**Exercise requirements**
Reproduce all of the material below, substituting "annotation tool" for every occurrence of "tactical-board tool" and keeping everything else the same. Leave the pictures out of your answer.
·····
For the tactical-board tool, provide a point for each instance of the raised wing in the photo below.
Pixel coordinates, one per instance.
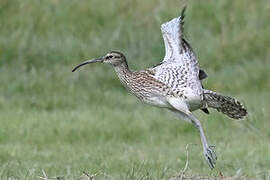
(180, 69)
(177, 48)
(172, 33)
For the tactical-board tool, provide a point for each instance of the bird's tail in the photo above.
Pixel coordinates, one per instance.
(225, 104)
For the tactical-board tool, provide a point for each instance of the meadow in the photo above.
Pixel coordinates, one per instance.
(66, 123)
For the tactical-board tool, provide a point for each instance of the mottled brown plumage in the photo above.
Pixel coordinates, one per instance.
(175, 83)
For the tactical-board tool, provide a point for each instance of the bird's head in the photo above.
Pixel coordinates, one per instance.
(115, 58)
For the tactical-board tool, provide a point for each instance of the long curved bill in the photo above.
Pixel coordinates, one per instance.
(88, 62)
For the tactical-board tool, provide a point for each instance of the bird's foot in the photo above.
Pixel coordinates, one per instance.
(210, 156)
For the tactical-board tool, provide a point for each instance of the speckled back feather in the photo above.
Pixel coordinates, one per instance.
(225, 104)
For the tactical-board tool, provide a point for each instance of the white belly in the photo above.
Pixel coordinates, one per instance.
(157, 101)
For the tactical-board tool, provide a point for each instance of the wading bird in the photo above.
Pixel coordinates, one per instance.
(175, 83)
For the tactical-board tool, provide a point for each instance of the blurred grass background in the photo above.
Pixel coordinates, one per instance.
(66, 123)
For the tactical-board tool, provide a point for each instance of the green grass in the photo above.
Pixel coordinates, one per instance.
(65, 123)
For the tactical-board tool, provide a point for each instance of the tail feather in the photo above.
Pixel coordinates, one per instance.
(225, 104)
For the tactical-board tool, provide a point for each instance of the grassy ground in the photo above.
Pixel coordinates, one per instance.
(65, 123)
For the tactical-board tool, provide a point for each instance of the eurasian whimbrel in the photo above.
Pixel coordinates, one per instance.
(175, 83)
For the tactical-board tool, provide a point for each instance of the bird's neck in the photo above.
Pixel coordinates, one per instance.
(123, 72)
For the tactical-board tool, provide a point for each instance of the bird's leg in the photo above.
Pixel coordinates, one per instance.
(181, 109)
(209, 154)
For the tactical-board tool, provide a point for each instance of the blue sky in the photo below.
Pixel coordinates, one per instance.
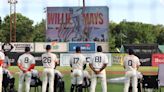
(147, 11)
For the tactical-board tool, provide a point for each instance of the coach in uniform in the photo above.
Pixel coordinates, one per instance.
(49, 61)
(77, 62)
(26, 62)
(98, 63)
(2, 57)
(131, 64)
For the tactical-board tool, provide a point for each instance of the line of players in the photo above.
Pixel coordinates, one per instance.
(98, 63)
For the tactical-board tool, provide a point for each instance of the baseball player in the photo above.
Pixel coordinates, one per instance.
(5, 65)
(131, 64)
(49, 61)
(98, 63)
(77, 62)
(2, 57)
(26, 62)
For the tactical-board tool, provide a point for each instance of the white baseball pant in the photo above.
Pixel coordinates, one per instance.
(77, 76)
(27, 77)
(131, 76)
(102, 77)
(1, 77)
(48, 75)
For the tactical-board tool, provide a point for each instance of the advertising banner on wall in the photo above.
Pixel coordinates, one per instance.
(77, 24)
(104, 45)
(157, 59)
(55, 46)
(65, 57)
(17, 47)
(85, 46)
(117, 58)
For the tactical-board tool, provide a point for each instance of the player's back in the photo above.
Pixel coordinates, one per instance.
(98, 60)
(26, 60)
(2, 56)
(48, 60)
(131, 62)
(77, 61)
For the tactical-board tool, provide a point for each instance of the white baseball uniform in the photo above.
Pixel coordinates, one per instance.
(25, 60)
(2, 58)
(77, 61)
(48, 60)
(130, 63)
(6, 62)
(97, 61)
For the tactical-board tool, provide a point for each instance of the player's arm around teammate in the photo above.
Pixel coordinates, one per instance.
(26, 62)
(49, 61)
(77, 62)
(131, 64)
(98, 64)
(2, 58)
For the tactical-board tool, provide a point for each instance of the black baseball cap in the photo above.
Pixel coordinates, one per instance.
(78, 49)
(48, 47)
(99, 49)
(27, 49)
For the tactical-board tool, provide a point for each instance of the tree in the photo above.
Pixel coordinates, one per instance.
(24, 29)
·····
**Result below**
For the annotation tool, provide a point for each instance of the raised wing in the photo below.
Pixel coordinates, one per instance.
(180, 69)
(177, 48)
(172, 33)
For the annotation tool, provide a point for each instance of the bird's tail in the photo above.
Pixel coordinates, one per instance.
(225, 104)
For the annotation tool, provide a point for each instance of the meadow in the photo above.
Pixel coordinates, one per instance.
(66, 123)
For the annotation tool, provide a point for each instance of the mottled brown plumage in the photo above.
Pixel coordinates, one per instance.
(175, 83)
For the annotation tool, provide a point for each instance of the bird's head in the photo above.
Pixel coordinates, one per instance.
(115, 58)
For the annotation tool, provide a point for each instance of the long curved bill in the photo above.
Pixel coordinates, one per instance.
(88, 62)
For the annotation tool, provide a point for each instance of the bird's foot in the photo above.
Pixel coordinates, one per instance.
(210, 156)
For the annotation tool, provide a point for each instance of the speckled back feather in the photo above.
Pixel coordinates, one per instance.
(225, 104)
For the annotation tool, provide a point for each instance of the white belly in the photo above.
Pixel coordinates, one per instance.
(157, 101)
For the annotation tool, provide a point for each instance of the wading bird in the photo above.
Pixel coordinates, one per instance.
(175, 83)
For the annotation tool, provide a point for each instance of the blurred grass background in the photo above.
Pixel coordinates, one per instance.
(66, 123)
For the annotation tool, provide a point for each instance of the green grass in the photo above.
Pixel coordinates, one per instance.
(65, 123)
For the annotation tool, provide a point for each instance of the tail feather in the photo above.
Pixel coordinates, one per instance.
(225, 104)
For the annotation tool, provide a point for each instance of the grassy ground in the photo above.
Pixel coordinates, one per instance.
(65, 123)
For the annotation tool, provide a point for each instance of the eurasian whimbrel in the photo above.
Pixel coordinates, one per instance.
(175, 83)
For the annotation tool, provide a point for each instance of the bird's neck in the photo above.
Pixel coordinates, one per instance.
(123, 72)
For the annotation tool, provide a point for each instance of the bird's leg in the photo above.
Pixel coordinates, one per instance.
(181, 109)
(209, 154)
For the annotation tool, provide a point for each instance of the blue sky in the photo below.
Pixel coordinates, one per instance.
(147, 11)
For the annotation tool, provide a point for each instance of the coach in uniform in the photo above.
Pixel coordinates, one per instance.
(49, 61)
(77, 62)
(26, 62)
(98, 63)
(2, 57)
(131, 64)
For the annotation tool, provide a point for each instance of the line of players in the photo above.
Pixel coordinates, one per instance.
(98, 63)
For the annotation tool, provide a point for each instance of the baseball player in the photo above.
Pixel coordinates, one per instance.
(5, 65)
(131, 64)
(49, 61)
(98, 63)
(77, 62)
(2, 57)
(26, 62)
For the annotation tool, provide a point for each instance of the white baseball pant in the photo above.
Pixel coordinates, one per instance.
(77, 76)
(27, 77)
(131, 76)
(102, 77)
(1, 77)
(48, 75)
For the annotation tool, provide a point for each instance of the advertising banner on wall in the photo above.
Pixel coordinates, one per instance.
(77, 24)
(104, 45)
(157, 59)
(55, 46)
(65, 57)
(17, 47)
(85, 46)
(117, 58)
For the annotation tool, provide a point for each instance of the player's back in the photo above.
Pixel coordinates, one per instance.
(98, 60)
(26, 60)
(2, 56)
(48, 60)
(131, 62)
(77, 61)
For the annotation tool, provide a point for each instance of the white baseball uniform in the photo above.
Pixel coordinates, one per instance.
(25, 60)
(2, 58)
(77, 61)
(48, 60)
(130, 63)
(6, 62)
(97, 61)
For the annotation tool, provide a point for each instance of the player's arm around teammate in the photo above.
Pixel coordinates, one per instance.
(26, 62)
(49, 61)
(77, 62)
(131, 64)
(98, 64)
(2, 58)
For the annotation tool, provide a point for each instance of the black baseball cap in the photo above.
Pixel coordinates, one per instance.
(78, 49)
(48, 47)
(99, 49)
(27, 49)
For the annotation tool, provide a point for each instance of the tree in the photo above.
Pixel coordinates, one per instance.
(24, 29)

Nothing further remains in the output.